(GIVEN ENTRIES):
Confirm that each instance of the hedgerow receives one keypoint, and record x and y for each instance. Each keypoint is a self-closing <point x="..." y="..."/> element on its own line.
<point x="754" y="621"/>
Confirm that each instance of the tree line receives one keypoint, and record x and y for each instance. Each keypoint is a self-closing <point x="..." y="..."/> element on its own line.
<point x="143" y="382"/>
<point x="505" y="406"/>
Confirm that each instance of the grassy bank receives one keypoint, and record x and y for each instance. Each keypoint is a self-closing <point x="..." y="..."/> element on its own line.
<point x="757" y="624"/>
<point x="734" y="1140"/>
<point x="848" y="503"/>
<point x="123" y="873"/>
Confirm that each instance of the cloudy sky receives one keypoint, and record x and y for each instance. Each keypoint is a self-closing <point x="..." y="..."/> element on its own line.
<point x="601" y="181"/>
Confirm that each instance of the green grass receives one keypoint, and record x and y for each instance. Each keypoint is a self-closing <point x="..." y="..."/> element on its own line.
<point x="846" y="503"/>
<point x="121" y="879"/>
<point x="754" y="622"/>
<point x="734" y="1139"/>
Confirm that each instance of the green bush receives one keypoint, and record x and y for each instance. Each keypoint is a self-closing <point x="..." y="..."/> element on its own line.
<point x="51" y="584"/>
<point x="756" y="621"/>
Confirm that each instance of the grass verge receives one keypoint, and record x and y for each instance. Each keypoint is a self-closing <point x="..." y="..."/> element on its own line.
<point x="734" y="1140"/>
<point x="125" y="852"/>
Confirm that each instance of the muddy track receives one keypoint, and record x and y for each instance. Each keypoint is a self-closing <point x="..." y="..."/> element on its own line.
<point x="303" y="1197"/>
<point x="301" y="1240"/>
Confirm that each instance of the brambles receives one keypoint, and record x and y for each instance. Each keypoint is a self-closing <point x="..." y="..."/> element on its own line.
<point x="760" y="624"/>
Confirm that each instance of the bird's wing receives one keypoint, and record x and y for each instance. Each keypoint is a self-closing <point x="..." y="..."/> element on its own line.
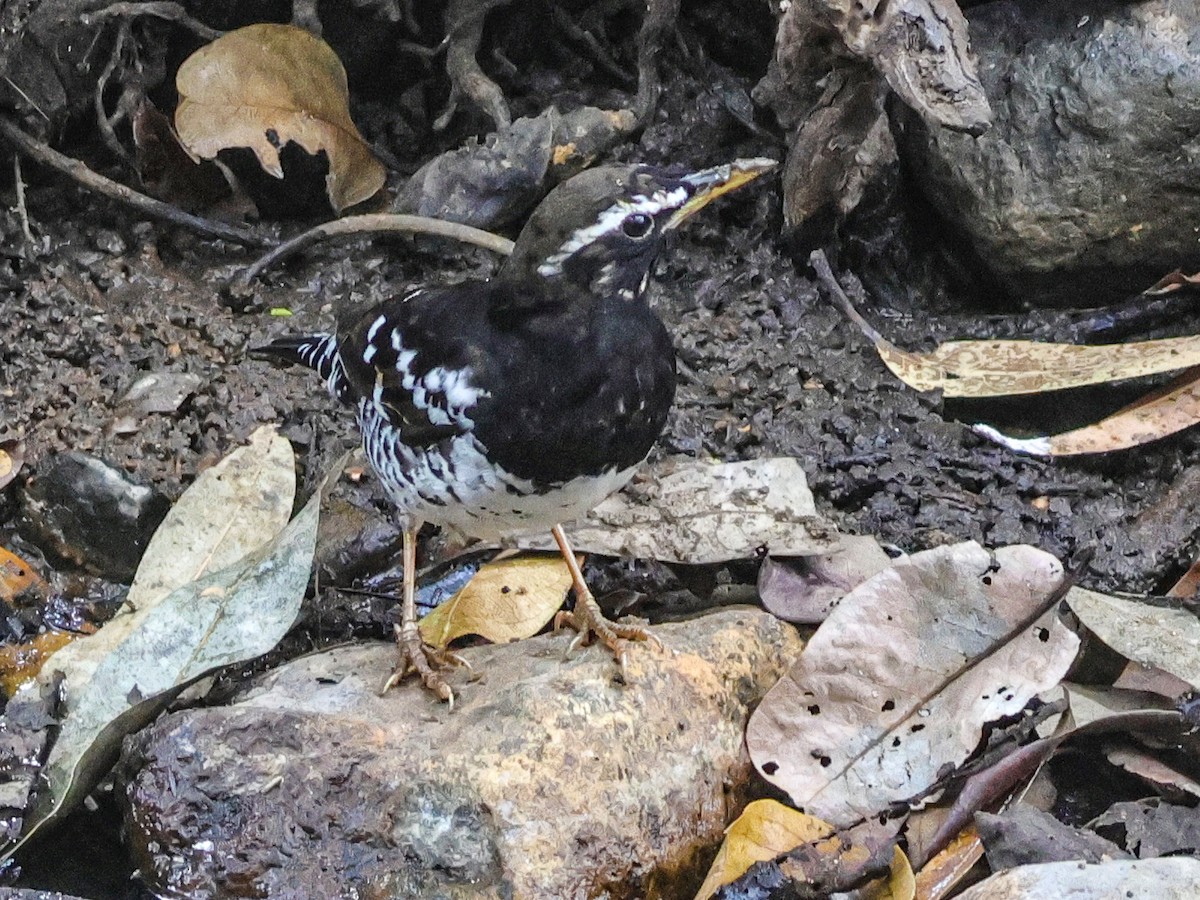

(TASK BRIEF):
The listing above must be given again exactly, minus its pictures.

(ANSWER FOR THIS EXERCISE):
Confirm that each instance of the hedgerow receives one keypoint, and record x and y for each instance. Each keypoint is a self-closing <point x="..." y="..."/> element on its own line.
<point x="754" y="621"/>
Confirm that each instance of the tree line receives one keypoint, and record x and y for each instance. Each keypoint is a self-closing <point x="..." y="..."/> element on its own line.
<point x="143" y="382"/>
<point x="505" y="406"/>
Confirm that each instance of the grassy bank receives one keypoint, and record x and y for each instance. Each keypoint is a self-closing <point x="..." y="..."/> element on its own line.
<point x="757" y="624"/>
<point x="734" y="1140"/>
<point x="848" y="503"/>
<point x="123" y="873"/>
Confirm that each instance of the cloudy sky receives one keypoint, and record x and y for each instance. Each keypoint is a self-closing <point x="..." y="..."/> element on its own line.
<point x="601" y="181"/>
Confirm that each instance of the green grass receives one keypoint, and record x and y for each instance. Each keypoint is a self-closing <point x="..." y="..."/> element on its own line.
<point x="846" y="503"/>
<point x="121" y="879"/>
<point x="754" y="622"/>
<point x="734" y="1139"/>
Confirm that each instance of the green bush receives one keypoint, and record x and y for each instance. Each keypoint is a self-closing <point x="..." y="..."/> element on its own line.
<point x="51" y="584"/>
<point x="756" y="621"/>
Confirm that each instance of the grass verge receives one keypoint, and record x and y for each instance. Each keypoint is a self-closing <point x="..." y="..."/> element on its own line.
<point x="734" y="1140"/>
<point x="125" y="852"/>
Confirm that each instance of the muddy track receives one keypoint, and record x and y for each instance. Each keypoint is a self-closing <point x="..." y="..."/> element on its own line.
<point x="303" y="1197"/>
<point x="301" y="1240"/>
Confirm that each instance of the brambles receives one keypoint, and record x and y for each instance. Each keypoint is a self-closing <point x="..." y="..."/> element on its own line.
<point x="760" y="624"/>
Confirm that each instance of the bird's wing receives one keypoint, and record x and y for each instance. Each keypoint is a self-closing <point x="..." y="..."/> element on its own line.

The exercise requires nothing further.